Directions:
1. Decide whether each statement below agrees with the passage. Answer yes or no for each, and quote the passage's deciding words.
(a) The minimum granularity of the system time is 15.6 or 10.1 milliseconds.
(b) The creation time of a thread always equals the system time used when the cookie was generated.
(c) In Vista, service restarts are limited to five times per day.
2. Find each line in the listing that contains the string "weathered" and copy it in full. Case counts.
# Passage start
Of more interest, though, is the relationship between the system time value and the creation time value associated with a process or its initial thread. Since the minimum granularity of the system time is 15.6 or 10.1 milliseconds, it follows that the granularity of the thread creation time will be the same. In terms of modern CPUs, 15.6 milliseconds is an eternity and is plenty long for the processor to execute all instructions from the creation of the thread to the generation of the security cookie. This fact means that it's possible to assume that the creation time of a process or thread is the same as the system time that was used when the cookie was generated. This assumption doesn't always work, though, and there are indeed cases where the creation time will not equal the system time that was used. These situations are usually a result of the thread that creates the cookie not being immediately scheduled.
Even if this is the case, it would be necessary to be able to obtain the creation time of an arbitrary process or thread. On the surface, this would seem impossible because task manager prevents a non-privileged user from getting the start time of a privileged process, as figure 4.1 shows.
This is all a deception, though, because there does exist functionality that is exposed to non-privileged users that can be used to get this information. One way of getting it is through the use of the native API routine NtQuerySystemInformation. In this case, the SystemProcessesAndThreadsInformation system information class is used to query information about all of the running processes on the system. This information includes the process name, process creation time, and the creation time for each thread in each process. While this information class has been removed in Windows Vista, there are still potential ways of obtaining the creation time information. For example, an attacker could simply crash the vulnerable service once (assuming it's not a critical service) and then wait for it to respawn. Once it respawns, the creation time can be inferred based on the restart delay of the service. Granted, service restarts are limited to three times per day in Vista, but crashing it once should cause no major issues.
# Passage end
# Given data start
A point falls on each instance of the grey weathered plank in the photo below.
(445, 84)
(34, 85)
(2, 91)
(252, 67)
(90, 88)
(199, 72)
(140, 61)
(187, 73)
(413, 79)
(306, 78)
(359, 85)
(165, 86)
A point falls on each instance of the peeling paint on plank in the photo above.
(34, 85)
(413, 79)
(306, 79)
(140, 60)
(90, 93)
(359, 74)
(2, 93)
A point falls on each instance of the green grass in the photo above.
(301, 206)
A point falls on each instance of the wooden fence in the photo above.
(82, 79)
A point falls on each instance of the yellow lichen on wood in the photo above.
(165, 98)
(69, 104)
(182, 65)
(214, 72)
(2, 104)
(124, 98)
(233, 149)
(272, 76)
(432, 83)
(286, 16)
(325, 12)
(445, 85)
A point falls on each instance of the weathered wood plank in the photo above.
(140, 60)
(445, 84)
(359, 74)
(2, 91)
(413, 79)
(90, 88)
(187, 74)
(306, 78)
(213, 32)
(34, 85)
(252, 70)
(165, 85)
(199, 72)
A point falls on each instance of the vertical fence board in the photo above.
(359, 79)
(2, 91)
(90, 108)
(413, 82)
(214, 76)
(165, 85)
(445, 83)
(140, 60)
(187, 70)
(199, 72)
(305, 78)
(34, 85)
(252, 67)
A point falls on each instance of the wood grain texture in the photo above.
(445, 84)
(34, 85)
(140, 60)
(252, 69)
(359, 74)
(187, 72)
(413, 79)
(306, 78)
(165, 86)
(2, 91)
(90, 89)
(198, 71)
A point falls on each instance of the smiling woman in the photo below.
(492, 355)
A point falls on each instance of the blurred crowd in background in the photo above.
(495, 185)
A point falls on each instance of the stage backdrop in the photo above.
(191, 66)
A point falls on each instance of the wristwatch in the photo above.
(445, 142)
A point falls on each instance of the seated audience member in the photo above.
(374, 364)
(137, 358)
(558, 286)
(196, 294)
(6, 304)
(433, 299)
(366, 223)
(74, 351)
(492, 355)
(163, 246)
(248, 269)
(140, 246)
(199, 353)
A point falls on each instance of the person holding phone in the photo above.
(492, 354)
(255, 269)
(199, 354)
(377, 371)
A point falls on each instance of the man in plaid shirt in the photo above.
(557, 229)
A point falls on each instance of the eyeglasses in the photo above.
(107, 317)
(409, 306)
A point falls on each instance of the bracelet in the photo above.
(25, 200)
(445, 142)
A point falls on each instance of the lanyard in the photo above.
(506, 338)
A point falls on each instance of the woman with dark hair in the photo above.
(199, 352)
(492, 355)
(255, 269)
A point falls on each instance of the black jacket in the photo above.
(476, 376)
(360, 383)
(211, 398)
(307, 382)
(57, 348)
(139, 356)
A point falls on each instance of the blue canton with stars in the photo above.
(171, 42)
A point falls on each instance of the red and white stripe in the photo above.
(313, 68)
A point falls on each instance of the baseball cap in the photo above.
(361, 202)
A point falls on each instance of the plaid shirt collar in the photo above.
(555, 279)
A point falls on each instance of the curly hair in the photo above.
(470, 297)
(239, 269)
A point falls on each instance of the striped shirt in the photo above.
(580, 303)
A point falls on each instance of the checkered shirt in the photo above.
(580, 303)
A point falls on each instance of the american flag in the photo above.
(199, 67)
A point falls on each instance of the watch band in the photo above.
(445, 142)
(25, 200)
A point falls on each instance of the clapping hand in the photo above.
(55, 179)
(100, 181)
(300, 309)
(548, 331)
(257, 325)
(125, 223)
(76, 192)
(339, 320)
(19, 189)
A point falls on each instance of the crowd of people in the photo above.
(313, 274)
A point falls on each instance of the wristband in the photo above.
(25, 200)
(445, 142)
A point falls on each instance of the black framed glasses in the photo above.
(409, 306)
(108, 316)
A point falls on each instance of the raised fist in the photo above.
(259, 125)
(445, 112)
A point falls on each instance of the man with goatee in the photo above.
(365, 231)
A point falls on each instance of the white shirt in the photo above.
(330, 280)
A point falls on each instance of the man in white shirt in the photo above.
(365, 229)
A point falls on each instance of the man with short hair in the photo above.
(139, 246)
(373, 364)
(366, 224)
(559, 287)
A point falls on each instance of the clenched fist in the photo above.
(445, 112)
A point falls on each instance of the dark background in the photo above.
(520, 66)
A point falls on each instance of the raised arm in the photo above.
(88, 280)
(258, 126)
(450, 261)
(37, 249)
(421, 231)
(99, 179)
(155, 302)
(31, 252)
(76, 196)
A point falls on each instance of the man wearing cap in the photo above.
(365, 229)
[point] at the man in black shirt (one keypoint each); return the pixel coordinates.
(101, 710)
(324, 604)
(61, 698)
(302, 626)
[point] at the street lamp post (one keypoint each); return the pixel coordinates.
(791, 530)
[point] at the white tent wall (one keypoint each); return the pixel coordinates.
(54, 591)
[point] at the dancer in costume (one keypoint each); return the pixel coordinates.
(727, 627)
# Given data end
Set of answers:
1.
(a) Yes: "Since the minimum granularity of the system time is 15.6 or 10.1 milliseconds"
(b) No: "This assumption doesn't always work, though, and there are indeed cases where the creation time will not equal the system time that was used."
(c) No: "Granted, service restarts are limited to three times per day in Vista"

2.
A point falls on each instance of the grey weathered plank in the photo below.
A point falls on each instance of the weathered wood plank in the photo above.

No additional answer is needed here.